▶ EXERCISE REQUIREMENTS: Note the line where "Could you point out the red wall" appears in the data below; write it out exactly, along with every line that comes after it to the end.

*** DATA TO EXAMINE Section Begins ***

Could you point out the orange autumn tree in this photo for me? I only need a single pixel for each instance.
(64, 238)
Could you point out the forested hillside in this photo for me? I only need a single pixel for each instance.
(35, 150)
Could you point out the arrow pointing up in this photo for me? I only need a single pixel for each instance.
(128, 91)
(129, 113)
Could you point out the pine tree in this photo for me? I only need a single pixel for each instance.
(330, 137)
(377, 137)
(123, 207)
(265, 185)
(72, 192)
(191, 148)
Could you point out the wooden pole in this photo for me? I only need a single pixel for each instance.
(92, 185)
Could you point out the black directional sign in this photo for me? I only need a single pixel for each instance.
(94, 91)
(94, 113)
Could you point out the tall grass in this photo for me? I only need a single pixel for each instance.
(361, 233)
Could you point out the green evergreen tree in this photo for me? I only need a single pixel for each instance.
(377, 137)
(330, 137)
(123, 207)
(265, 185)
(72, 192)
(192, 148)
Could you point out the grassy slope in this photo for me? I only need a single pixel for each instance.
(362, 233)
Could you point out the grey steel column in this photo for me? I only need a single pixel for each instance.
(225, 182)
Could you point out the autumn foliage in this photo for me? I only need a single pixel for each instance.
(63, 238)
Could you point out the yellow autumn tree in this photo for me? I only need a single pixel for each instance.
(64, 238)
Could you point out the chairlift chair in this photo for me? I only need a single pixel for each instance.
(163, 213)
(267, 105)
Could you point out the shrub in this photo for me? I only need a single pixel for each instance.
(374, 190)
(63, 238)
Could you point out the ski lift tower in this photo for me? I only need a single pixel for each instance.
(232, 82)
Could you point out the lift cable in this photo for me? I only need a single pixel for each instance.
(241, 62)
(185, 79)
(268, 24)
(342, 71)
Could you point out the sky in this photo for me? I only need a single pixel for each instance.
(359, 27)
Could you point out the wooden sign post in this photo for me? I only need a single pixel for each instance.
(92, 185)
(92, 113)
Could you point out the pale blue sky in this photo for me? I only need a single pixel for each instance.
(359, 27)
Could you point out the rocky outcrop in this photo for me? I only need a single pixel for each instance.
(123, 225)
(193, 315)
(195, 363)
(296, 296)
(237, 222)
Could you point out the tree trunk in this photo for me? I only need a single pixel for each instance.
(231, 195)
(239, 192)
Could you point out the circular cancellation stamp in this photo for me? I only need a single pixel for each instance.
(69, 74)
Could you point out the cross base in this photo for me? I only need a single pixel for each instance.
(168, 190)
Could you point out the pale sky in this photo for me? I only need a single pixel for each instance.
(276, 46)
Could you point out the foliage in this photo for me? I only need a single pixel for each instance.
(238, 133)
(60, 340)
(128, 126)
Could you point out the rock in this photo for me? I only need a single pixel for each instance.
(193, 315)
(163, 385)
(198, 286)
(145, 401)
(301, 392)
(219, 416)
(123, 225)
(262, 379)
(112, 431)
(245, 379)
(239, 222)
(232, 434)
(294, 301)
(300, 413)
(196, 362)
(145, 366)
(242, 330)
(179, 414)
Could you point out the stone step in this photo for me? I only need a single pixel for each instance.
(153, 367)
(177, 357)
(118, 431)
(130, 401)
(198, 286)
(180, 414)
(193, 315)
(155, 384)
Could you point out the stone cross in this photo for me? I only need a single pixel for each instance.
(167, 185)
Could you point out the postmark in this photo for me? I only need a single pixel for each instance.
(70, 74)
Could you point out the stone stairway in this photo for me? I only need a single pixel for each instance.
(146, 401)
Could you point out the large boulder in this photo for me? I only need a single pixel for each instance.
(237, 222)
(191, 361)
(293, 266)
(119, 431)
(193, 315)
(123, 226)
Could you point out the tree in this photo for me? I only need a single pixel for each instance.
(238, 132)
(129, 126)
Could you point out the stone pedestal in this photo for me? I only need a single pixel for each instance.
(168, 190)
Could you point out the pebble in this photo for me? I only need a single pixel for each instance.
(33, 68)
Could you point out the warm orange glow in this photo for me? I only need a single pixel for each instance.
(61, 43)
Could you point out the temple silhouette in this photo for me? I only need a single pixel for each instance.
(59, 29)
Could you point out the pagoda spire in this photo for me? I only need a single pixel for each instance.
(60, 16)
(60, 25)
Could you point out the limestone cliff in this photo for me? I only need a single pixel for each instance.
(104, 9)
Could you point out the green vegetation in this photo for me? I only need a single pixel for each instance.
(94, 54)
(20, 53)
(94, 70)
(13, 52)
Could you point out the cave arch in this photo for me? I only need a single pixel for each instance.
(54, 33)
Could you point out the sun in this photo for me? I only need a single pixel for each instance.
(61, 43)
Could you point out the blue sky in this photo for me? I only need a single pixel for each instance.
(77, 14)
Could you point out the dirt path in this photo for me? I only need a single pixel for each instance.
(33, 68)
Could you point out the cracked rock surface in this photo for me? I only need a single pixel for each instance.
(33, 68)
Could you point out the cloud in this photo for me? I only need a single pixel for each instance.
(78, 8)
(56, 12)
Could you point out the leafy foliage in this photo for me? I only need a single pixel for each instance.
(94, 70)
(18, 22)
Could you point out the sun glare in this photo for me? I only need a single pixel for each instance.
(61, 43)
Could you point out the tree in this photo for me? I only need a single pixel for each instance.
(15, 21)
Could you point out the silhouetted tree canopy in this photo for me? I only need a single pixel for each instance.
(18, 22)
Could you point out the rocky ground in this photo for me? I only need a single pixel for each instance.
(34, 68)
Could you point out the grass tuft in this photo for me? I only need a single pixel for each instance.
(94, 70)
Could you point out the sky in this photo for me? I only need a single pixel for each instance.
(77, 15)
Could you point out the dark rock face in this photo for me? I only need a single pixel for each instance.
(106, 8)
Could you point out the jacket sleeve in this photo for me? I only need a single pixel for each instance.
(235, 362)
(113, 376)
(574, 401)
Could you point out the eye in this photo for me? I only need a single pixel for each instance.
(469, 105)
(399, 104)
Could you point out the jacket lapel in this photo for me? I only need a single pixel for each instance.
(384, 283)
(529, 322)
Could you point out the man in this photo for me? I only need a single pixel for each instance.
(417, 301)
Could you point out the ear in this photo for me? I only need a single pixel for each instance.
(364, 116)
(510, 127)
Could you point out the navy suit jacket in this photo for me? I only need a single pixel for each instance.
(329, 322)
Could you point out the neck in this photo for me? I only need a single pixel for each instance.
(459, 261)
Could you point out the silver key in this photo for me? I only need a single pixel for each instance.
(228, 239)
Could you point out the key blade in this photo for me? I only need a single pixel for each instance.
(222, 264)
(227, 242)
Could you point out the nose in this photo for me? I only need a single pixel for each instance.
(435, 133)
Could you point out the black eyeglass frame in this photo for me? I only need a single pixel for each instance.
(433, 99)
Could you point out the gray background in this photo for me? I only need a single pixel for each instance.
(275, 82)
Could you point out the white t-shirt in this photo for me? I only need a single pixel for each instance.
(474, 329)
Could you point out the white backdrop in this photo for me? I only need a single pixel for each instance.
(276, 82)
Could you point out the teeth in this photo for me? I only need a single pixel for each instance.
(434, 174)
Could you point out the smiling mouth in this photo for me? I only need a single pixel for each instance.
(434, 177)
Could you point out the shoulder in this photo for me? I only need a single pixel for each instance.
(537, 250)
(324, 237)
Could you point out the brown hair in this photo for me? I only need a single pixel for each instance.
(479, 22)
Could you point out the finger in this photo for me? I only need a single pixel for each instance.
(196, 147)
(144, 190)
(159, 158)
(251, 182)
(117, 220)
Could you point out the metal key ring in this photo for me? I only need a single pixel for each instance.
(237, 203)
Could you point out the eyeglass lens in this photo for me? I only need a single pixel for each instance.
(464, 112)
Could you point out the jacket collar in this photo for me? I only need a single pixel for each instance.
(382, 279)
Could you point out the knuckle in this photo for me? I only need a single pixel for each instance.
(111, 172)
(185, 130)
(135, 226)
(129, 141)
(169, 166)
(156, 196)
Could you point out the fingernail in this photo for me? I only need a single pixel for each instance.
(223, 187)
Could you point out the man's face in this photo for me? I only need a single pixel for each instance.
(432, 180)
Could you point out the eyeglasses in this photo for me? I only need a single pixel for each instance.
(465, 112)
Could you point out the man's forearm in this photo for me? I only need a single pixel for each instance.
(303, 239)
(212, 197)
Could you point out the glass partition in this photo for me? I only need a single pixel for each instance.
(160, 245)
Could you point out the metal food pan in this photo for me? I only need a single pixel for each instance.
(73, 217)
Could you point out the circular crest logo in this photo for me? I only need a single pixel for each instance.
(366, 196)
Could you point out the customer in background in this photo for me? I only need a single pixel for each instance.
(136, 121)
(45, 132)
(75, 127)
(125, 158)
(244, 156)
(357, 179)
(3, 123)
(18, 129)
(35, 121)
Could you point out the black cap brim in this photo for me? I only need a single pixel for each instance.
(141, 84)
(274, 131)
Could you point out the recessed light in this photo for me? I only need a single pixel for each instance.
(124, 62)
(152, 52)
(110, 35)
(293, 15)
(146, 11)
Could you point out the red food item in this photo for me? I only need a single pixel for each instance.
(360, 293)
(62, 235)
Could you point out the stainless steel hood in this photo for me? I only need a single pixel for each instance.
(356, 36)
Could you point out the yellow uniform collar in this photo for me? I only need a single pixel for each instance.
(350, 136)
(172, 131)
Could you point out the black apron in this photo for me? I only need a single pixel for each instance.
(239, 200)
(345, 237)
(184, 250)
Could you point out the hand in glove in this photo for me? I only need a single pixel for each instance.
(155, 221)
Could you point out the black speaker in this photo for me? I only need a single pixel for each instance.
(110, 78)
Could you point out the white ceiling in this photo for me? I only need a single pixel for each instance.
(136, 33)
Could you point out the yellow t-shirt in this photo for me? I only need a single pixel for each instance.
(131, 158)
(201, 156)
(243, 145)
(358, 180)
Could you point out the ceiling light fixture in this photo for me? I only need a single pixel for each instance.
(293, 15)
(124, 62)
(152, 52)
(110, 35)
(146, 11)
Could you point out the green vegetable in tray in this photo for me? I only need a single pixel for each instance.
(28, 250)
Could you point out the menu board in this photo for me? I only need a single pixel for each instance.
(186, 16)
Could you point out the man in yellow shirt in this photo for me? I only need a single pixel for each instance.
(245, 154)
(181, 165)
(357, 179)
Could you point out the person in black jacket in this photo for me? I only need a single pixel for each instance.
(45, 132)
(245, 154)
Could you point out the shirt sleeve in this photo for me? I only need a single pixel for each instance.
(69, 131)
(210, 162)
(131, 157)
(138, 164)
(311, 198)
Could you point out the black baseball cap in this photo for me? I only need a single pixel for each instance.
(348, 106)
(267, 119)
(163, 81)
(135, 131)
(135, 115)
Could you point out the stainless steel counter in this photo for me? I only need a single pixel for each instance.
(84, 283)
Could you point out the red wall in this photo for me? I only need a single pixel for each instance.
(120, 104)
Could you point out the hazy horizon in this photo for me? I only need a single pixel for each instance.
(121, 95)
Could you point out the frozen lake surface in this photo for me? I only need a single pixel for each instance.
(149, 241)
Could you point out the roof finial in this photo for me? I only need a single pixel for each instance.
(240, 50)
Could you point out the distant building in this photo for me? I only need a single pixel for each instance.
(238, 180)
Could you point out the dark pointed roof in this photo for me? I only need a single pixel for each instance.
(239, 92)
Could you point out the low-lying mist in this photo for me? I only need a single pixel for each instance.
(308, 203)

*** DATA TO EXAMINE Section Ends ***

▶ RESPONSE TO THIS TASK:
Could you point out the red wall in this photo for me? I only need a single pixel for each instance.
(120, 104)
Could you point out the hazy horizon in this photo for me? I only need a single pixel for each instance.
(121, 95)
Could you point out the frozen lake surface in this photo for me? I only need a single pixel for each instance.
(149, 241)
Could you point out the roof finial in this photo for me? I only need a single pixel for each instance.
(240, 50)
Could you point out the distant building in this photo for me? I only need a single pixel for each instance.
(238, 180)
Could you point out the dark pointed roof in this photo for me? I only need a single pixel for each instance.
(239, 92)
Could you point out the low-lying mist in this photo for me? I only need a single pixel for each instance.
(308, 203)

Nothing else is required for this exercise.